# PROBLEM REQUIREMENTS
Print every one of the items below word for word, line by line, with nothing changed.

::::::::

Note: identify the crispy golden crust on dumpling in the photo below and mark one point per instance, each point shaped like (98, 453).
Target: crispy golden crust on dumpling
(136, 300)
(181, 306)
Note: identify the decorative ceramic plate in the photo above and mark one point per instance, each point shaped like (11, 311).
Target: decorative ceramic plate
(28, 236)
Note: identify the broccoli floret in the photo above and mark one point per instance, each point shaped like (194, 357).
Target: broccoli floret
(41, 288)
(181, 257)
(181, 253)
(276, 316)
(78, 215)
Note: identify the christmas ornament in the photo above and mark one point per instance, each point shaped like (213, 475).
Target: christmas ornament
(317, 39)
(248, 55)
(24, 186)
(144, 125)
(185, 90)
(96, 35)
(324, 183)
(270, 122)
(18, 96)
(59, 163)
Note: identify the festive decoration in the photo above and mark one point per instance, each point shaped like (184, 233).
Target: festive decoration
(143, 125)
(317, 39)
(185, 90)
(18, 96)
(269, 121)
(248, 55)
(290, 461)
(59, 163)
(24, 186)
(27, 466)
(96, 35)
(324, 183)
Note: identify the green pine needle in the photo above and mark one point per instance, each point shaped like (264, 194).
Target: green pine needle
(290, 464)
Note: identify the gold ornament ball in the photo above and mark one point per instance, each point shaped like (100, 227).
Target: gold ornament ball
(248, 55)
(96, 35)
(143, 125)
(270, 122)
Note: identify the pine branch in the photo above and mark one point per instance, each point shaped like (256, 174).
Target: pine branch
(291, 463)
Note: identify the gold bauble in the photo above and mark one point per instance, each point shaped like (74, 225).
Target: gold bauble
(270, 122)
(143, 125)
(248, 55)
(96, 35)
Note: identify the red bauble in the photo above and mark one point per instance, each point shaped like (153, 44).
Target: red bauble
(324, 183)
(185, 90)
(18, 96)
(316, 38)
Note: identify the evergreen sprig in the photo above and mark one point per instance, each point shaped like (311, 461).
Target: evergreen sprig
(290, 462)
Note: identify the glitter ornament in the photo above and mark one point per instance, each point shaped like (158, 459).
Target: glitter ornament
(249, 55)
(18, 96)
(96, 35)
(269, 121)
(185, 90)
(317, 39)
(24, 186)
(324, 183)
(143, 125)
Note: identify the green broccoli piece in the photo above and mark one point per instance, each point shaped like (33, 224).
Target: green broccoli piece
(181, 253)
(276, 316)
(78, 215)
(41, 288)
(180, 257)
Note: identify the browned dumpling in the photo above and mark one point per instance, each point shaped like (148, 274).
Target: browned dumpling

::::::::

# THE RESPONSE
Note: identify the crispy golden crust on dumpling in the photo below and mark one point per instance, each point shaped like (98, 453).
Target: crispy golden crust on dumpling
(136, 300)
(181, 306)
Note: identify the decorative ceramic plate in the photo above and mark one point per instance, each point shaped like (11, 311).
Target: decorative ceramic plate
(28, 236)
Note: identify the broccoli floret in the photo above and mark one point per instance, each point shaped like (194, 357).
Target: broccoli floret
(41, 288)
(181, 257)
(181, 253)
(276, 316)
(78, 215)
Note: identify the christmas ornament in the photo above and mark one point per instance, each point shaped like (213, 475).
Target: christmas ornament
(317, 39)
(248, 55)
(24, 186)
(144, 125)
(185, 90)
(96, 35)
(324, 183)
(270, 122)
(18, 96)
(59, 163)
Note: identify the festive decoration in the photo above and mark one point per instance, each point shaped like (184, 233).
Target: festive decoration
(143, 125)
(317, 39)
(185, 90)
(18, 96)
(269, 121)
(248, 55)
(290, 461)
(59, 163)
(24, 186)
(27, 466)
(96, 35)
(324, 183)
Note: identify the green pine needle in the photo above and mark one point per instance, each point shaped like (264, 194).
Target: green pine needle
(290, 464)
Note: identify the gold ornament ball in the photo above and mark one point per instance, each point shaped like (100, 227).
Target: gold ornament ball
(248, 55)
(96, 35)
(143, 125)
(270, 122)
Note: identify the pine branch in the photo above and mark one point per instance, each point shaped like (256, 174).
Target: pine branch
(291, 463)
Note: identify the gold bauble in the photo above and mark one point per instance, each point shaped like (74, 225).
Target: gold bauble
(270, 122)
(143, 125)
(248, 55)
(96, 35)
Note: identify the red bauble in the photo above and mark one point per instance, each point shaped like (153, 44).
Target: red bauble
(324, 183)
(185, 90)
(18, 96)
(316, 38)
Note: identify the evergreen sprig in the photo above and mark one point per instance, each point shaped like (311, 461).
Target: evergreen sprig
(290, 462)
Note: identify the glitter ornament in the photo above and mark one point per instance, each point shaped like (158, 459).
Target: glitter ornament
(249, 55)
(18, 96)
(96, 35)
(269, 121)
(185, 90)
(317, 39)
(24, 186)
(324, 183)
(143, 125)
Note: identify the green broccoli piece in the photo above and mark one point per instance, each point shaped like (33, 224).
Target: green broccoli piece
(181, 253)
(276, 316)
(78, 215)
(41, 288)
(180, 257)
Note: identify the browned dumpling in the photo above and mark one point per instance, each point shaped like (148, 274).
Target: browned dumpling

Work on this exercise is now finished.